REQUEST 1 =>
Answer these questions from the post about the MERGE error:
(a) What does the post name as the target of the Change Data Capture setup?
(b) In the MERGE statement, which values of the operation column lead to an update?
(c) What SQLSTATE does the reported error give?
REQUEST 2 =>
Duplicate the part of the post about the MERGE error between "I am working" and "I cannot change.", inclusive.

I am working on implementing CDC (Change Data Capture) which will use Azure Sql as the source and Azure Databricks delta lake as the target.
Azew Sql creates CDC tables with a very specific column names which include special characters: “__$start_lsn” is being one example.
I am having problems executing the following PySpark / Delta “MERGE” statement:
MERGE INTO poc_table_2 AS target
USING cdc_data AS source
ON target.last_processed_lsn = source.__$start_lsn
WHEN MATCHED AND source.__$operation = 1 THEN DELETE
WHEN MATCHED AND source.__$operation IN (3, 4) THEN UPDATE SET *
WHEN NOT MATCHED THEN INSERT *
In this context, the “source” refers to the Azure Sql cdc table, which I cannot change.
When I run this statement I get this error:
[PARSE_SYNTAX_ERROR] Syntax error at or near '$'. SQLSTATE: 42601
File <command-1987778677957359>, line 40
30 merge_query = """

[Records from a data collection]

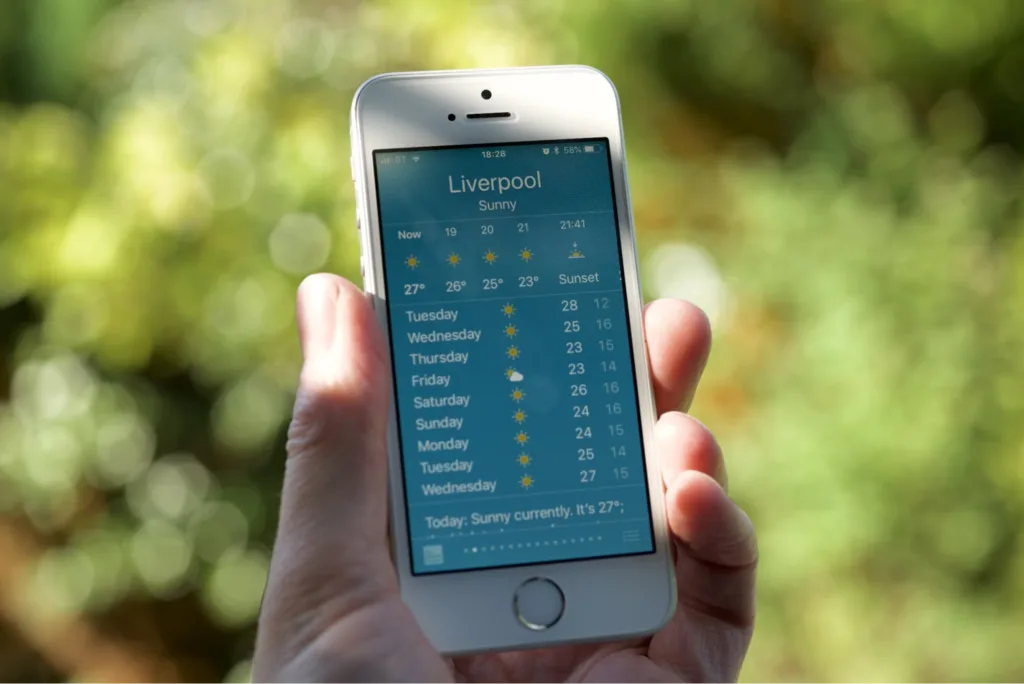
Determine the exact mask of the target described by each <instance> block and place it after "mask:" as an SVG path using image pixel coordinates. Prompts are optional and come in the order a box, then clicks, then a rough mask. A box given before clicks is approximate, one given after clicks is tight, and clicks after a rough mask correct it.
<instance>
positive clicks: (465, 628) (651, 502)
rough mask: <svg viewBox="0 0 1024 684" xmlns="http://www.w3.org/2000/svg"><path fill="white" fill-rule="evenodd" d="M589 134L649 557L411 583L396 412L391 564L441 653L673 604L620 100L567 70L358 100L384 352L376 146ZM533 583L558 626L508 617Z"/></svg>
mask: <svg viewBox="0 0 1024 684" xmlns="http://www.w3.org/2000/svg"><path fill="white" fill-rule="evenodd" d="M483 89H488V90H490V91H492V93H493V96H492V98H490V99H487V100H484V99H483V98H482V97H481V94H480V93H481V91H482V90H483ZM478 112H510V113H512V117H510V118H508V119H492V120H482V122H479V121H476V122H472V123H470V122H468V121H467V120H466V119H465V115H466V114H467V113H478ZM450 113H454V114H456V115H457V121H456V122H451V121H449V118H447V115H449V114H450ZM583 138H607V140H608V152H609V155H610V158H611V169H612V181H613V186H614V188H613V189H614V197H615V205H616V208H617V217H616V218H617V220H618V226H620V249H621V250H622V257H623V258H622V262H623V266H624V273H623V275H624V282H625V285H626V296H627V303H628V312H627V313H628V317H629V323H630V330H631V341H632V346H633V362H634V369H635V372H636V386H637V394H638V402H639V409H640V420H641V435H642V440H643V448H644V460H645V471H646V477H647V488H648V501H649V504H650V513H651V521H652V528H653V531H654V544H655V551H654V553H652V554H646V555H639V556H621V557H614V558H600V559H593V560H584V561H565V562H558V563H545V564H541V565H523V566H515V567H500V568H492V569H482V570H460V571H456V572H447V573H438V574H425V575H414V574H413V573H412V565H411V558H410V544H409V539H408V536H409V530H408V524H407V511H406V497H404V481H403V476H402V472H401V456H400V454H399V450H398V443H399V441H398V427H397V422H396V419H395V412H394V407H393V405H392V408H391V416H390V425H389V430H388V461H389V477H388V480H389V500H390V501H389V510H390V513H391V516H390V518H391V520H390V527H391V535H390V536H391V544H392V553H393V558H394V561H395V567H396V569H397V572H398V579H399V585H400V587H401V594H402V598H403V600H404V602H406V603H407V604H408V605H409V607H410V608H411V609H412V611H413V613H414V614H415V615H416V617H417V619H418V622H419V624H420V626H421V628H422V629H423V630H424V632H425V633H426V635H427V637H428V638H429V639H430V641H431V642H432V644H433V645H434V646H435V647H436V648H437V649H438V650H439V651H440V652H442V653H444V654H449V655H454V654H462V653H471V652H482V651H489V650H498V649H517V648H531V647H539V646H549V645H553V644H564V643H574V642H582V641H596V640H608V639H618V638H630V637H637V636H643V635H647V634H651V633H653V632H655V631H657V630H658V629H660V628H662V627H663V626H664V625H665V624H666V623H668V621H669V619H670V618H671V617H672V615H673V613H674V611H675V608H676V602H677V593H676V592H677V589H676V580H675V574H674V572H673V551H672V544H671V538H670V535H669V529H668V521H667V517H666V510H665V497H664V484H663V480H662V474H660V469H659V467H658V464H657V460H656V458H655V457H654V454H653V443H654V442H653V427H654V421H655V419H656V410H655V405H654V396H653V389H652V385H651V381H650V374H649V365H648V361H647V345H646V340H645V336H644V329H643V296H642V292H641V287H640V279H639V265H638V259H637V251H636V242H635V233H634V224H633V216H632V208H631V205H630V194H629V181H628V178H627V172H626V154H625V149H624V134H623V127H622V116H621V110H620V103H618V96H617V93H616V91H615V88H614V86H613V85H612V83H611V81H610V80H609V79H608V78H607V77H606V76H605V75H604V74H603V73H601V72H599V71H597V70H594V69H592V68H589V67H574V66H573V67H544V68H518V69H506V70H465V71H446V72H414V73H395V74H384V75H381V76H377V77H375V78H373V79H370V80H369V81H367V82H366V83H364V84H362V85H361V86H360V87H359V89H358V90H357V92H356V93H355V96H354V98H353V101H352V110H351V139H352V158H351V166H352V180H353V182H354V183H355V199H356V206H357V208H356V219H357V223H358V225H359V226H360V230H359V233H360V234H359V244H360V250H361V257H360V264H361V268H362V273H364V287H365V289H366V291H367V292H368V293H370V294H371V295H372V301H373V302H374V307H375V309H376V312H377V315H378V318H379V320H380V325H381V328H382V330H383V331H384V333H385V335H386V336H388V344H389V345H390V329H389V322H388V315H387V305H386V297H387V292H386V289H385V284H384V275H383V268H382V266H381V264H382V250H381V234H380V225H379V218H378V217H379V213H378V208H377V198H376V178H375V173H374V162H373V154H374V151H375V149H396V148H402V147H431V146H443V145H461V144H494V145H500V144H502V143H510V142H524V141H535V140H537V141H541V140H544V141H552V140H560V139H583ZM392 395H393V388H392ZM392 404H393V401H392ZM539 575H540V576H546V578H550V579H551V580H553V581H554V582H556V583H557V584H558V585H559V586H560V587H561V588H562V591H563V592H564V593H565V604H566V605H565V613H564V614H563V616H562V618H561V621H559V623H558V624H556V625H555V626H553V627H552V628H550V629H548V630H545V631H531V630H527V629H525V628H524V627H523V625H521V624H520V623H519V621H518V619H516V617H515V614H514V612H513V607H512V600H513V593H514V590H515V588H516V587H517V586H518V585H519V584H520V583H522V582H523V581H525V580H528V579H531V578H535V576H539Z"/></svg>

RESPONSE AREA 1 =>
(a) Azure Databricks delta lake
(b) 3 and 4
(c) 42601

RESPONSE AREA 2 =>
I am working on implementing CDC (Change Data Capture) which will use Azure Sql as the source and Azure Databricks delta lake as the target.
Azew Sql creates CDC tables with a very specific column names which include special characters: “__$start_lsn” is being one example.
I am having problems executing the following PySpark / Delta “MERGE” statement:
MERGE INTO poc_table_2 AS target
USING cdc_data AS source
ON target.last_processed_lsn = source.__$start_lsn
WHEN MATCHED AND source.__$operation = 1 THEN DELETE
WHEN MATCHED AND source.__$operation IN (3, 4) THEN UPDATE SET *
WHEN NOT MATCHED THEN INSERT *
In this context, the “source” refers to the Azure Sql cdc table, which I cannot change.